## Required task
Please copy every line from the rows below that contains the string "tree". Case counts, so skip lines where it appears only with different capitalization.

## A block of data
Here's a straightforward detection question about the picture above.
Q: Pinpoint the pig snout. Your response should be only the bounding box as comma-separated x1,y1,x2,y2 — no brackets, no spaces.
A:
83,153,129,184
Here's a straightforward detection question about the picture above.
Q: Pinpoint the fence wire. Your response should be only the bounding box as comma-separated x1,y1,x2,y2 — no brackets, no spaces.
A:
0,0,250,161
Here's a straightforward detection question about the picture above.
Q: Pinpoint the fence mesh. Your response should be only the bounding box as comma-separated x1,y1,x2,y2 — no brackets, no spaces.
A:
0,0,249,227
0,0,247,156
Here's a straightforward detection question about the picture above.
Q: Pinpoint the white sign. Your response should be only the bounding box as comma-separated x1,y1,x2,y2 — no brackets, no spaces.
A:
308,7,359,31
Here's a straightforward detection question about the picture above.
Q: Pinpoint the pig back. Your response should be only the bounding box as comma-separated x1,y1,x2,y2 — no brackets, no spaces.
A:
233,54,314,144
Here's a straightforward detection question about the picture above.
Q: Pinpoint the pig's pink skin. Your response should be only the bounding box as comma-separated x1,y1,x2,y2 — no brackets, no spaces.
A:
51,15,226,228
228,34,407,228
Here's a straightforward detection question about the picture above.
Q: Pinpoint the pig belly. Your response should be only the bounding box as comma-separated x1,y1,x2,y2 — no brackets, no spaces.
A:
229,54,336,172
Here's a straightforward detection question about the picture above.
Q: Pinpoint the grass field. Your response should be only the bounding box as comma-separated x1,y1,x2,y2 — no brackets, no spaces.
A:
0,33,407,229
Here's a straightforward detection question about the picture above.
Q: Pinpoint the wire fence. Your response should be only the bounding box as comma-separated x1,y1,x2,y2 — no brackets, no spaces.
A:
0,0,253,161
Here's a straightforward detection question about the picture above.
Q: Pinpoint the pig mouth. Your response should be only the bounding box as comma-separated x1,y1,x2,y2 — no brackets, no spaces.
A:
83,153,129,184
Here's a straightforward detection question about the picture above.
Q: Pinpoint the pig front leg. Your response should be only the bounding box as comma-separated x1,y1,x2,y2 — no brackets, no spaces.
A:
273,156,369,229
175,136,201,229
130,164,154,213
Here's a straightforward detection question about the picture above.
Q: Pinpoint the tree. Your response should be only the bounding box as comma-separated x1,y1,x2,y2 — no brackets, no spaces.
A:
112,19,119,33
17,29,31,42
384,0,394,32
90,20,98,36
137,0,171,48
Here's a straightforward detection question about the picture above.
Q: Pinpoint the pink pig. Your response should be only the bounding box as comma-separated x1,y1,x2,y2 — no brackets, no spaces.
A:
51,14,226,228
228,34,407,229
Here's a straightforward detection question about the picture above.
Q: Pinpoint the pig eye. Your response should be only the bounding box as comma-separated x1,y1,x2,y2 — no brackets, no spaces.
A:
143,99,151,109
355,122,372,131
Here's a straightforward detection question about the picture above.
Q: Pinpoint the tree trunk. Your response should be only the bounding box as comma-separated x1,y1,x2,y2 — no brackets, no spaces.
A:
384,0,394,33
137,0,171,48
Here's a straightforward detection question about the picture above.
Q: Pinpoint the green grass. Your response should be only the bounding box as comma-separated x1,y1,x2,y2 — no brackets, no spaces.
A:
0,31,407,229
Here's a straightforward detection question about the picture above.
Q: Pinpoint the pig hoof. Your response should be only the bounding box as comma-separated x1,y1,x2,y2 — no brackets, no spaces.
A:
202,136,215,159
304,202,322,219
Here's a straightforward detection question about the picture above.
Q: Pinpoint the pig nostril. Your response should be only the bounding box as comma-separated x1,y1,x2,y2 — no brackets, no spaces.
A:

## Response
Q: Pinpoint the tree. Your response should be only the bounding box as comma-separated x1,y1,x2,y2 — no brackets, no spaces.
Q: Pinpoint the tree trunk. Your response should be only the bounding box as comma-separated x1,y1,x2,y2 — no brackets, no spaces.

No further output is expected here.